**PROBLEM STATEMENT**
Below are records; reproduce exactly the lines from the one containing "If you could drop a marker on the red tile" through the end, both included, and only those.

**DATA FOR THE TASK**
##########

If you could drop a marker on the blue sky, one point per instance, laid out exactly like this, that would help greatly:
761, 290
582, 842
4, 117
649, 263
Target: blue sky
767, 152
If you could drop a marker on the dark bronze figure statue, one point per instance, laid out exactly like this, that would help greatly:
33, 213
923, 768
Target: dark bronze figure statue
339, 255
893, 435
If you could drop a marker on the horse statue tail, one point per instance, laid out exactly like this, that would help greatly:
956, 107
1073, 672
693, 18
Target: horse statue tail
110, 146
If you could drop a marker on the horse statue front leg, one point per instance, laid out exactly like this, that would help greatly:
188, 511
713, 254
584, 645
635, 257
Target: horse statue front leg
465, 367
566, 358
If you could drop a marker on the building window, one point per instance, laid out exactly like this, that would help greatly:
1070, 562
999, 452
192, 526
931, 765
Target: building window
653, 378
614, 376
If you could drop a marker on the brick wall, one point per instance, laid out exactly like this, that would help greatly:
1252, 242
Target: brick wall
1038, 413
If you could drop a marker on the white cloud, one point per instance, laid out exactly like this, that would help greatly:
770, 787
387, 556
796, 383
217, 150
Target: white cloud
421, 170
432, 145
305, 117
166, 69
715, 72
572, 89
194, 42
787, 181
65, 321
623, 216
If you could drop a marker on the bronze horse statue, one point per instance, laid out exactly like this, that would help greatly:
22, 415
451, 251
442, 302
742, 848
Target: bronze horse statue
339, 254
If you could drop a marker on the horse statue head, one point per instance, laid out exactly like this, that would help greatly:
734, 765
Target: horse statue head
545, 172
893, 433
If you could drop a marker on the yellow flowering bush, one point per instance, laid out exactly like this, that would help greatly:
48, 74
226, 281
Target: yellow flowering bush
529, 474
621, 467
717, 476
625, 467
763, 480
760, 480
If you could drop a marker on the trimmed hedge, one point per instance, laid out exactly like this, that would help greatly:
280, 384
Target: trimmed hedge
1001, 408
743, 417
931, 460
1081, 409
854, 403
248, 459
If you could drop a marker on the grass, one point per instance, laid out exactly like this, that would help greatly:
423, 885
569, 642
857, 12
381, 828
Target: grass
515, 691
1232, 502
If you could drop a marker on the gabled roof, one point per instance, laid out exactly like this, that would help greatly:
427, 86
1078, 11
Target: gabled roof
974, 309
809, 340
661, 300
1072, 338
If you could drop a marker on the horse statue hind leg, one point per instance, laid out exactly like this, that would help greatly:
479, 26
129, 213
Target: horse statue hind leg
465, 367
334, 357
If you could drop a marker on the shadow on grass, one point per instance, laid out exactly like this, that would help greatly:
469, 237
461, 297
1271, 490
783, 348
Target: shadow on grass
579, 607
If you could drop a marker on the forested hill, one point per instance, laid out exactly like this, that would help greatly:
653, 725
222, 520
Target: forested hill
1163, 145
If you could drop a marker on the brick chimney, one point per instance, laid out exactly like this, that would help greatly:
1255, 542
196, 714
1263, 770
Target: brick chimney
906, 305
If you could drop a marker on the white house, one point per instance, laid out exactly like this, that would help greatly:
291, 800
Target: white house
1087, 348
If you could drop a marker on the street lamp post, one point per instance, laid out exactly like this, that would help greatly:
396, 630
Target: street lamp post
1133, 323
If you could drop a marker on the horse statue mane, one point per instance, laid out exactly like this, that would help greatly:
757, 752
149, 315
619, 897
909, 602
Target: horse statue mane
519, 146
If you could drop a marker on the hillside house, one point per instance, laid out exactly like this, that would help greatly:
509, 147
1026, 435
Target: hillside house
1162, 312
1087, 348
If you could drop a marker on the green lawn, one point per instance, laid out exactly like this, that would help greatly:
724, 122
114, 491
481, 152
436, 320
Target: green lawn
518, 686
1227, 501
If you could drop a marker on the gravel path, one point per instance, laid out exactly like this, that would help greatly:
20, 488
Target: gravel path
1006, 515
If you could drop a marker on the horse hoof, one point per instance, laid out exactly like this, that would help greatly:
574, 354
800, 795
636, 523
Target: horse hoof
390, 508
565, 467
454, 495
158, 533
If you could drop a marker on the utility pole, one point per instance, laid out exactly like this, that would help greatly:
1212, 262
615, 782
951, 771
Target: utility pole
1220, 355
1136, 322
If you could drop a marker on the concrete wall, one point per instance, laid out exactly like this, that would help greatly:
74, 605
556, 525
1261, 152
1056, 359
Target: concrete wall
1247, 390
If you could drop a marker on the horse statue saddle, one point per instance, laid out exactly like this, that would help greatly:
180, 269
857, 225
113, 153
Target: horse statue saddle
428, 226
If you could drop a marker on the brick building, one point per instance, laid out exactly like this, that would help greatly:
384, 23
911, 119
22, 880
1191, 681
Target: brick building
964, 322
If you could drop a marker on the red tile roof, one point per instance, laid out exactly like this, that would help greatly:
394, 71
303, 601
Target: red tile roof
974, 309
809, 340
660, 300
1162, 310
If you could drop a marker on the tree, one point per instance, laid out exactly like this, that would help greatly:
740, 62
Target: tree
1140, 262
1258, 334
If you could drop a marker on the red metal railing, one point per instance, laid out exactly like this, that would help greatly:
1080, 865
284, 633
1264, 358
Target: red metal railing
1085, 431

##########

**CORRECT RESULT**
If you could drop a marker on the red tile roof, one point per instance, laid out exactly like this, that would help greatly:
394, 71
303, 601
Target: red tile roof
974, 309
809, 340
660, 300
1162, 310
If you could drop a marker on the tree, one point per instance, laid out exactly like this, that would help greatly:
740, 62
Target: tree
1140, 262
1258, 334
If you could drop a marker on the red metal railing, one point per instance, laid out exactly like this, that would help greatly:
1080, 865
284, 633
1264, 358
Target: red metal railing
1085, 431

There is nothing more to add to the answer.